[Page excerpt]
Well, Dave, you got me to thinking. (a strange sensation) I lived in the mountains of Kentucky which ranged from beautiful to super ugly depending on factors like weather, time of year, point of view, etc. There is nothing uglier than a pile of smoldering mine spoil. They would dump slate and coal dust in big piles that would catch fire and burn for years, mostly underground. Foul smelling smoke would come up all over the surface. That would combine with sulfur dioxide laden smoke from steam trains and fireplaces and furnaces creating a worst-case-senario smog that ruined peoples' health and turned everything from houses to trees a grimmy grey. If I climbed a tree, I came down with my hands and clothes black. Even snow was specked with soot.

Then spring came along and the mountains bloomed with dogwood and redbud. Some of the smog blew away at times and the trees took on that pale green of new leaves. I remember iris and buttercups along our sidewalk. A few houses in the neighborhood would get painted and rain would wash away a little of the grime. Between floods, it was fairly nice.

Then at age 15, we moved to Florida and I thought I had died and gone to heaven. We were terribly poor, but living was easy and fishing was cheap. The beach was free, and I went three years without having a cold. I guess I got the coal soot out of my lungs. I loved palm trees and breaking waves and land so flat you could ride a bicycle for miles without getting tired. Nobody seem to mind if you picked an orange from a roadside grove, and there were flowers blooming all year around. Even now, I still have dreams about sitting on the jetty with a fishing pole in my hand. The beach was on one side and the shipping channel on the other. I can almost feel the trade winds. Then I wake up, and I'm an old man in Tennessee again.

Tomorrow, I think I'll just get up, jump in the car, and drive to Florida. But that's another story.

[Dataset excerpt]
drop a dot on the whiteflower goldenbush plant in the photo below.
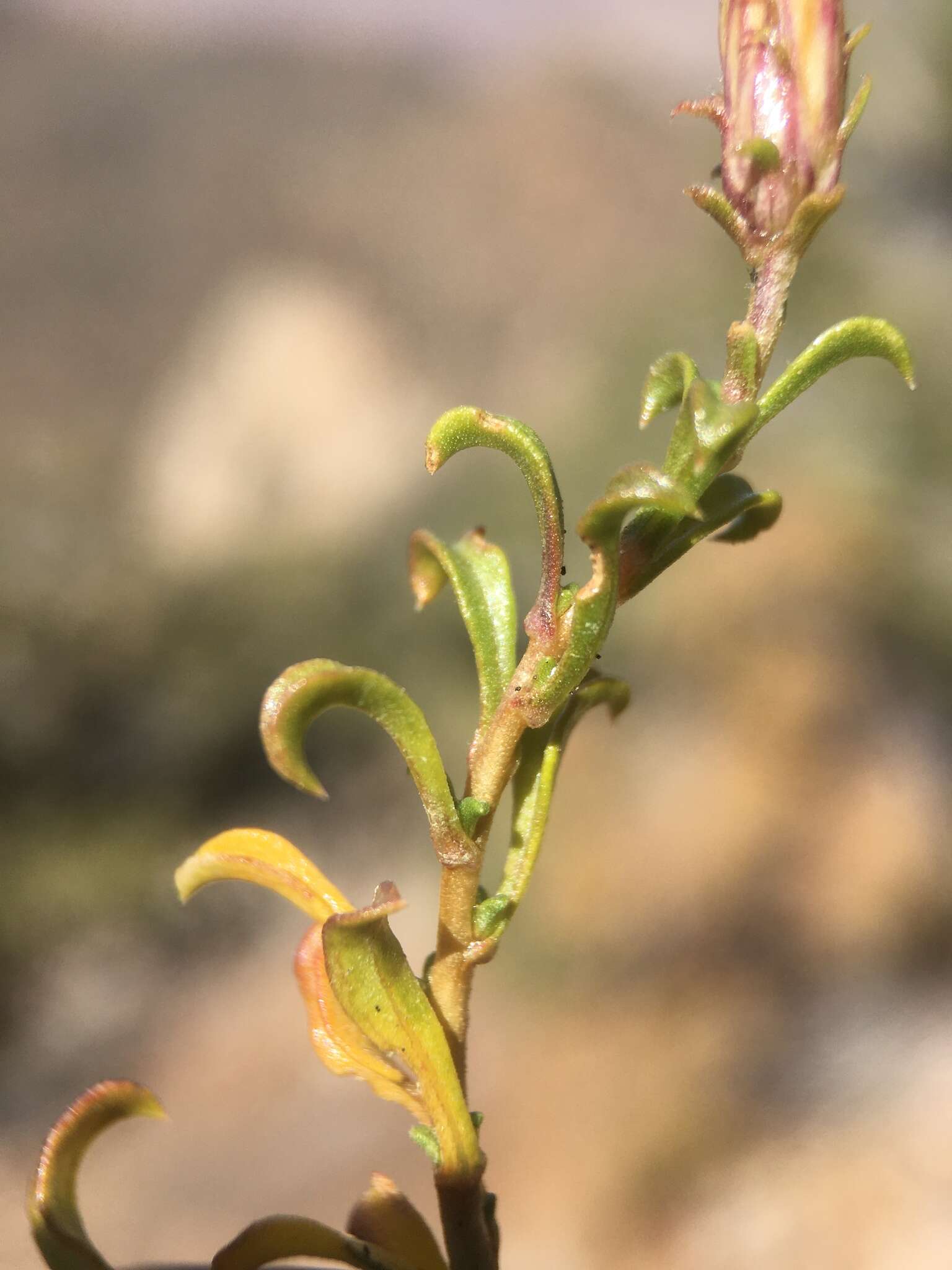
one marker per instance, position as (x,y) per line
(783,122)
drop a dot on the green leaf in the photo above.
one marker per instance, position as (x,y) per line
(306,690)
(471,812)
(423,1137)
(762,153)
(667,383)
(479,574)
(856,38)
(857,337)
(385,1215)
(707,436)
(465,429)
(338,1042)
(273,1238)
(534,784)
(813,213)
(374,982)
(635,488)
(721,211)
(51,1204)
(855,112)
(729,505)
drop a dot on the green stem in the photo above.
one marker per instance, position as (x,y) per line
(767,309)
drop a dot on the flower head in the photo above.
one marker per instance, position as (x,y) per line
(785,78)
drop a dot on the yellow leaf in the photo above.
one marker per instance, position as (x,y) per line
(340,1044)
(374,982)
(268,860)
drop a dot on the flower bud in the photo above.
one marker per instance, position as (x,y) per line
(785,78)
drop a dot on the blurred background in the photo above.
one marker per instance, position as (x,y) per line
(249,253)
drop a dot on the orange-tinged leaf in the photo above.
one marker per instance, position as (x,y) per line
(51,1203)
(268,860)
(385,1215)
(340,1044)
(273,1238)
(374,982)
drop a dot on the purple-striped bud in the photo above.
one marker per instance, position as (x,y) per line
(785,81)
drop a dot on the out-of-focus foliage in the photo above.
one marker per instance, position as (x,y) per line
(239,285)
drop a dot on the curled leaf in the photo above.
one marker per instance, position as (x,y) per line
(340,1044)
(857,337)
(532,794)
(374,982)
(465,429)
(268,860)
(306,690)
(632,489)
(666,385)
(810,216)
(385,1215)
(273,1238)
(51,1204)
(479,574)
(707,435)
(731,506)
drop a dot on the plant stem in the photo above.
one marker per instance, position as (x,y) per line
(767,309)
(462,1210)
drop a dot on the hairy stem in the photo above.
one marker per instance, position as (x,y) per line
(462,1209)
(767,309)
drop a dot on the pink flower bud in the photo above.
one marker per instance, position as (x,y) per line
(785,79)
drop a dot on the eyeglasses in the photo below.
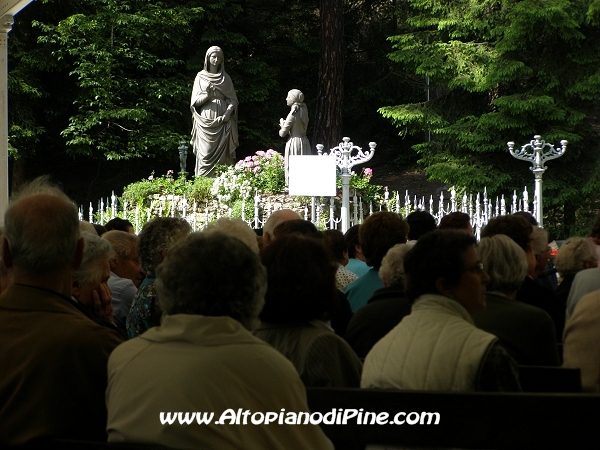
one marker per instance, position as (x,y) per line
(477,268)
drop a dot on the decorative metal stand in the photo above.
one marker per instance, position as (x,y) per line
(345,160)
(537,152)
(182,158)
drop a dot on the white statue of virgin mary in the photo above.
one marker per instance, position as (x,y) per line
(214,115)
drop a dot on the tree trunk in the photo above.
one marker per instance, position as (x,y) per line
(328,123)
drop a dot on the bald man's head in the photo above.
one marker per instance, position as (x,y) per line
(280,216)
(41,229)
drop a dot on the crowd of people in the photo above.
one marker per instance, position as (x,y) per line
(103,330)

...

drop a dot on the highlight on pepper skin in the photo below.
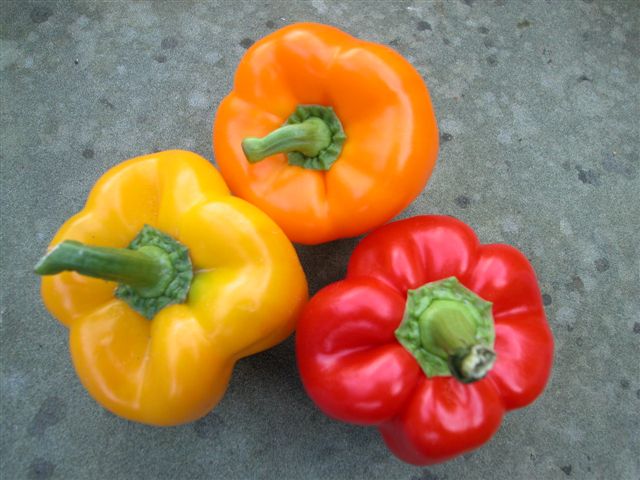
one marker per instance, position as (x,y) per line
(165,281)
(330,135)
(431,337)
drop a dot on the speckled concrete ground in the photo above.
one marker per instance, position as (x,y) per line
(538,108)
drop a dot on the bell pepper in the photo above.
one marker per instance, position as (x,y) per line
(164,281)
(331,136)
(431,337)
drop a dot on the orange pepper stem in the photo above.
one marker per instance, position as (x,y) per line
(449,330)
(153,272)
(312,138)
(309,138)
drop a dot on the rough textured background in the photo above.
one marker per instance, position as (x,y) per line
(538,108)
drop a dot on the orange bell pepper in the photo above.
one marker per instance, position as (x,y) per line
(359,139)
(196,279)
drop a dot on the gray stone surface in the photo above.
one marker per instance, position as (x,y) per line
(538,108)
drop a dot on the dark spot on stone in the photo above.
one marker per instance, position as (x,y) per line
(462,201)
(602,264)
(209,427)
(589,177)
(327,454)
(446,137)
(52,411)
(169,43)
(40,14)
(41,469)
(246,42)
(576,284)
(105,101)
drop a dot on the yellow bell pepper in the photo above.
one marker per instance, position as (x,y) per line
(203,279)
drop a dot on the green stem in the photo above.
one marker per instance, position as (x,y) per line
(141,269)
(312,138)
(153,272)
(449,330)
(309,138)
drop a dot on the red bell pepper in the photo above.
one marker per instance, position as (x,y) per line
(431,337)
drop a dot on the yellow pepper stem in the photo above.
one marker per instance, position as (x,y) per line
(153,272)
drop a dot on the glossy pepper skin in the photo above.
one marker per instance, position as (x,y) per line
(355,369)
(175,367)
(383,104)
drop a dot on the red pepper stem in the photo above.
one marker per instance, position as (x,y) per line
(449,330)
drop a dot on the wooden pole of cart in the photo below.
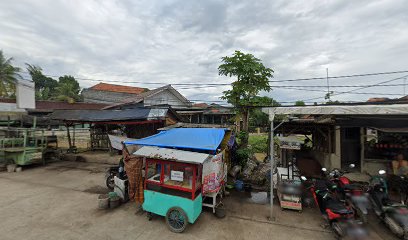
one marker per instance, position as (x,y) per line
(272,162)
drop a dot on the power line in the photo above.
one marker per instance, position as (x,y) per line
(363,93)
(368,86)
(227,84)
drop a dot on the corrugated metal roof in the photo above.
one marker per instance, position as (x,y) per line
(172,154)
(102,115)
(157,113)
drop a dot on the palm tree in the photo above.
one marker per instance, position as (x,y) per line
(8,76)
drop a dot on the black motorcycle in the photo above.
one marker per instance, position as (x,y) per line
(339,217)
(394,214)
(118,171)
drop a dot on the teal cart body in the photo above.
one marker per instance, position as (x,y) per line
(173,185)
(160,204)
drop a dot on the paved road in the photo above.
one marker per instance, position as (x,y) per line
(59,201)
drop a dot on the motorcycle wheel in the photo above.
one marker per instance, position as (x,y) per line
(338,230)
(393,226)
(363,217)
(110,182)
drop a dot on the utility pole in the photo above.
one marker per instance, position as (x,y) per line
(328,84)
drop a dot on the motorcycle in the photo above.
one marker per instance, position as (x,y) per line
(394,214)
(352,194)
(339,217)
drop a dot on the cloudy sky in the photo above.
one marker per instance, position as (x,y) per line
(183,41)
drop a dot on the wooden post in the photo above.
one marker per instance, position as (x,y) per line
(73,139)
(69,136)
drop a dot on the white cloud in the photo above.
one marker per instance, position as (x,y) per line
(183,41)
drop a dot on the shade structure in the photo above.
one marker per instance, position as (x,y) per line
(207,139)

[Work to be completed]
Answer these about the piece on Kentucky and Florida:
1. Which two trees bloomed in the mountains in spring?
2. How old was the writer when the family moved to Florida?
3. In what state does the writer wake up as an old man?

[Result of the exercise]
1. Dogwood and redbud
2. 15
3. Tennessee